start RECORDED DATA

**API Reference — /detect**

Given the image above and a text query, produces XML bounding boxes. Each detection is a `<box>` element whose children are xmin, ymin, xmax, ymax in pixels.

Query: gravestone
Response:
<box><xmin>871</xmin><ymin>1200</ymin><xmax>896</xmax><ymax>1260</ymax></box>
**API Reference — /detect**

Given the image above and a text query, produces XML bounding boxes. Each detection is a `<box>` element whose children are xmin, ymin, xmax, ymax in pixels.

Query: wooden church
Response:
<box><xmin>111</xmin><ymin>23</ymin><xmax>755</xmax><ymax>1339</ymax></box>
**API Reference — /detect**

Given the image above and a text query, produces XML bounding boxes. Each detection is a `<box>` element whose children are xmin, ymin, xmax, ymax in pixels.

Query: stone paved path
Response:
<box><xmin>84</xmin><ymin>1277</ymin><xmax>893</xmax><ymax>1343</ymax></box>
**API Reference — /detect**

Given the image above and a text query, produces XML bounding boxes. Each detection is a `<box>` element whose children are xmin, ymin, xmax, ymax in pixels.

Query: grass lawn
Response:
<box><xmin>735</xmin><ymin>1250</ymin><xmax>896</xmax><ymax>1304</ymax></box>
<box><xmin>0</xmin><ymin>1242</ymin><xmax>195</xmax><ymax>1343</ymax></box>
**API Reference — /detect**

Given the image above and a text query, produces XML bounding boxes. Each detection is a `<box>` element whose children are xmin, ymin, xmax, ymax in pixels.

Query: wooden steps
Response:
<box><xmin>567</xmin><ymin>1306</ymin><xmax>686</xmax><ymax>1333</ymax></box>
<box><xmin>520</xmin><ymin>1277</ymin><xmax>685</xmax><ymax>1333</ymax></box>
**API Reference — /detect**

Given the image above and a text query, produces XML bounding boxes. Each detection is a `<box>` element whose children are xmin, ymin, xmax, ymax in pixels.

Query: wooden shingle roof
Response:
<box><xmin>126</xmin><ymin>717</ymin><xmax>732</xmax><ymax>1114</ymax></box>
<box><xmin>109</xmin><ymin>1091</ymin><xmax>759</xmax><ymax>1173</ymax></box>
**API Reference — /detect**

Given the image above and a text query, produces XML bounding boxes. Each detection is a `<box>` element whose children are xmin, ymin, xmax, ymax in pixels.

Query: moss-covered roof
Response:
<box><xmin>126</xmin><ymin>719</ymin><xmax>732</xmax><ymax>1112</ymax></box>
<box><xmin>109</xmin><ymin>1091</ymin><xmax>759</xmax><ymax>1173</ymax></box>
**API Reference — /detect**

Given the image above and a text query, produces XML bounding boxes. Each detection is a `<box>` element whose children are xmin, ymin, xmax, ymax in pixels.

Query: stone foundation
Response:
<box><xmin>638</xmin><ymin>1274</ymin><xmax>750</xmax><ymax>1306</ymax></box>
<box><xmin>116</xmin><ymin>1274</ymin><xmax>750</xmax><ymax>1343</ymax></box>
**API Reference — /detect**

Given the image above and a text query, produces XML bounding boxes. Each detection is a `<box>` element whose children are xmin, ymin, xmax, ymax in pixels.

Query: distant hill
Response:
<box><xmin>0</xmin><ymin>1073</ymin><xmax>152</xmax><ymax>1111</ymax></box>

end RECORDED DATA

■ THE REQUEST ■
Identify each line above that contains the string "wooden" and copy it in full. Matching is case-sensitive.

■ REPLY ■
Query: wooden church
Query: wooden steps
Query: wooden shingle roof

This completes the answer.